▶ [TASK INSTRUCTIONS]: Return each line below that contains the word "flap". Case counts.

▶ [RECORDED INFORMATION]:
========

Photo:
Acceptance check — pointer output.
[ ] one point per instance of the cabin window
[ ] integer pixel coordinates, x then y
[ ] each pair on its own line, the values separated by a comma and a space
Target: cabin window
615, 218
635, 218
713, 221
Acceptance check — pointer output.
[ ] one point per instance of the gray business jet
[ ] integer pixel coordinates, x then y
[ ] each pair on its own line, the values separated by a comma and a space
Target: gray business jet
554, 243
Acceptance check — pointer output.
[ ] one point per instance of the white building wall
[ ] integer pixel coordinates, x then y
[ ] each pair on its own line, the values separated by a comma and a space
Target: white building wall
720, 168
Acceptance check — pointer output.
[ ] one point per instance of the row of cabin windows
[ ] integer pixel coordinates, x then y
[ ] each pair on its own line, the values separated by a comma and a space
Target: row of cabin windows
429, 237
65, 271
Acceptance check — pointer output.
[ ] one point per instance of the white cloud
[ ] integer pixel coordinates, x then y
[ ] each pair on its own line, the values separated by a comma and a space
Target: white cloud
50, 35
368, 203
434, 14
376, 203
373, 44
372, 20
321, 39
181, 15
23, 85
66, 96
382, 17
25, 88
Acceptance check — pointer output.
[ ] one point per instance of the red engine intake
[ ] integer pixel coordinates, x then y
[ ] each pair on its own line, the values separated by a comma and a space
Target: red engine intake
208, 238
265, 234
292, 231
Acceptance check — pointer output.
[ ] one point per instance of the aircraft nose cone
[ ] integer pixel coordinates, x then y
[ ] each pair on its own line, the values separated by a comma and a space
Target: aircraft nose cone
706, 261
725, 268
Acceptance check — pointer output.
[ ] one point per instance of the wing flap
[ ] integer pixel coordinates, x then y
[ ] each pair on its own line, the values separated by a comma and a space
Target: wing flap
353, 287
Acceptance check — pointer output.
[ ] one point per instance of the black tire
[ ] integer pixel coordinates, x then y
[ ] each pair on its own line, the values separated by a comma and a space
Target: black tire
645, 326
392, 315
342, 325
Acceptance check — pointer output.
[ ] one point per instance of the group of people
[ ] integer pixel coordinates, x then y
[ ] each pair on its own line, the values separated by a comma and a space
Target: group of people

========

▶ [FINISHED ANSWER]:
[ ] one point per instance of the wing flap
Target: wing flap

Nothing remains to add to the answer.